* Task statement
Please return all the lines below word for word, changing nothing.

----- Dataset rows

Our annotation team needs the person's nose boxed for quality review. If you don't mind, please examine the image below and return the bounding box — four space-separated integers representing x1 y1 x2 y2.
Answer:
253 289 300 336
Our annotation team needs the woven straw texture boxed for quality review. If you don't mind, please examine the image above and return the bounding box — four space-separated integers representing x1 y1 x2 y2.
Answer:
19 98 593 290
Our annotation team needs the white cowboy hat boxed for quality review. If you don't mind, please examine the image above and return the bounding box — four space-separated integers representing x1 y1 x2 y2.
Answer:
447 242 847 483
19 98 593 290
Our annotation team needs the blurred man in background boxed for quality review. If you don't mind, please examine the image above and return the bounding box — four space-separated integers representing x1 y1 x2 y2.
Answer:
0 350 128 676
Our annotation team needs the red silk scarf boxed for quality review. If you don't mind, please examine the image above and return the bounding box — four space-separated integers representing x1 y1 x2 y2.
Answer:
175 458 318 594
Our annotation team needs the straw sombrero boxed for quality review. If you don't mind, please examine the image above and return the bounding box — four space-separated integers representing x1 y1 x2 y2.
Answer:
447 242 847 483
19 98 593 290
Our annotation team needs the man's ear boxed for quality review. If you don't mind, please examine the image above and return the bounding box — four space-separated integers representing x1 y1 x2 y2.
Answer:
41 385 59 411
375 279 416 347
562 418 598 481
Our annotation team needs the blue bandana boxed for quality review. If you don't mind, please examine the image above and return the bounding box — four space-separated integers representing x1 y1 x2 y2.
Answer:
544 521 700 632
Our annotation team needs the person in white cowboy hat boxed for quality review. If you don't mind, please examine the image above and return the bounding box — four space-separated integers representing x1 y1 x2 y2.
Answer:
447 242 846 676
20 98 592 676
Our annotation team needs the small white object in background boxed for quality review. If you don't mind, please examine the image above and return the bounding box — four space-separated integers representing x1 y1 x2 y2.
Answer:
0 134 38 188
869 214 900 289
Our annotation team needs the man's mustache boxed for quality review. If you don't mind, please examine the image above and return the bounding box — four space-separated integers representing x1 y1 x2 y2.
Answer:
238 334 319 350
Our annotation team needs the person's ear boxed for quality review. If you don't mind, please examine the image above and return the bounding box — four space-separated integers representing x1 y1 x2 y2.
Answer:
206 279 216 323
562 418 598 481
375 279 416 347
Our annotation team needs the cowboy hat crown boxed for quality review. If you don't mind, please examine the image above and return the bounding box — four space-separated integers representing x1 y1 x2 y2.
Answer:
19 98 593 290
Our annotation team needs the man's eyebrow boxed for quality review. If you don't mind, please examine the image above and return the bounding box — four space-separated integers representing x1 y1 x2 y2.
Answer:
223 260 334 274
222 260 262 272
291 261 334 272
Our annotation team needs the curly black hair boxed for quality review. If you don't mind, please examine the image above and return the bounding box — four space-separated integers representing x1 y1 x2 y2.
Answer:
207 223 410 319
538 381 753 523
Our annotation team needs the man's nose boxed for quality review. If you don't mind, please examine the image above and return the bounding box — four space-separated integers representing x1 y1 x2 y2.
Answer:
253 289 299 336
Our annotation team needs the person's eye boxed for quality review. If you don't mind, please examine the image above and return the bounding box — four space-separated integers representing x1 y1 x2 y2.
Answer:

----------

* Full solution
Our annotation team needs the person's nose boxed for quality review. If you don't mind, please examine the image below and return the bounding box — four space-separated integers representing x1 y1 x2 y2.
Answer:
253 289 300 336
Our annotation team needs the woven straw texture boxed for quality review. If you don't mind, please examine the image above and return the bounding box — four space-separated integers representing x1 y1 x2 y2.
Answer:
19 98 593 290
Our annotation team needs the white cowboy hat boxed for quality review. If you don't mind, please examine the image above and return the bounding box — four space-separated integers representing x1 y1 x2 y2.
Answer:
447 242 847 483
19 98 593 290
Our annotation team needs the blurred man in background boxed for quality review. If you don't mind, please examine the image above and return the bounding box — four space-separated integers representing x1 y1 x2 y2.
Answer:
0 350 128 676
Our annotation team needs the red silk scarf boxed for quality review. If you don't mind, please examine the image above and return the bounding box — four space-separated integers representing x1 y1 x2 y2.
Answer:
175 458 318 594
Our annotation team needs the straw sombrero boxed for quality review. If you don't mind, please examine the image above and return the bounding box — four space-separated integers representing x1 y1 x2 y2.
Answer:
447 242 847 483
19 98 593 290
Our annotation team needs the man's ear boxed for quality review. If you don't mind, please examine the image above and return the bounding box — four space-separated integers representing x1 y1 x2 y2.
Answer:
41 385 59 411
375 279 416 347
562 418 598 481
Our annotation team needs the blue bandana boxed for quality review. If you don't mind, please examine the image above and return the bounding box — four space-separated integers representing x1 y1 x2 y2.
Answer:
544 521 700 632
Our annotation team needs the person in white cowboy hat boxed for quality review. If you don't mind, please examine the image above and return the bounding box — four space-separated integers representing x1 y1 x2 y2.
Answer:
447 242 846 676
20 98 592 676
Our annotation team needs the small white object in background boxed for quality review. If you don't mind, please examine the image above and return the bounding box — four space-separated integers representing x1 y1 x2 y2.
Answer:
0 134 38 188
869 214 900 289
Our annotation team needs the man's mustache boxed for quality review. If you don't mind, please examine the image above and return the bounding box — four space-separated integers representing x1 y1 x2 y2.
Answer:
238 334 319 350
Our annotation team needs the person's ear boxed for quality review. If you don't mind, please examine the image above and return the bounding box — four space-separated integers representing x1 y1 x2 y2.
Answer:
206 279 216 323
562 418 598 481
375 279 416 347
Our annotation team needs the cowboy hat crown boxed for quality review. If you don't mind, please examine the image above and return the bounding box — four space-separated integers representing x1 y1 x2 y2.
Answer:
19 98 593 290
Our annotation team needs the man's eyebrow boxed for quality review. If you don't mind, please examine the image above and return the bounding box — four space-separated integers representing x1 y1 x2 y2.
Answer:
223 260 334 274
222 260 262 272
291 261 334 272
Our annotation team needs the curly black hair boxed for quality review. If you don't mind, please examine the image above and return the bounding box — four space-separated integers representing x1 y1 x2 y2.
Answer:
207 223 410 319
538 381 753 523
Our annotation team needs the man's nose boxed for quality review. If you don't mind, please examine the image above and return the bounding box — four space-separated integers representing x1 y1 x2 y2.
Answer:
253 289 299 336
Our annotation team needs the person's eye boxed for quality review. If you don't mind, please examine the image above and return the bounding box — four space-separated integers representing x1 y1 x2 y2.
Answer:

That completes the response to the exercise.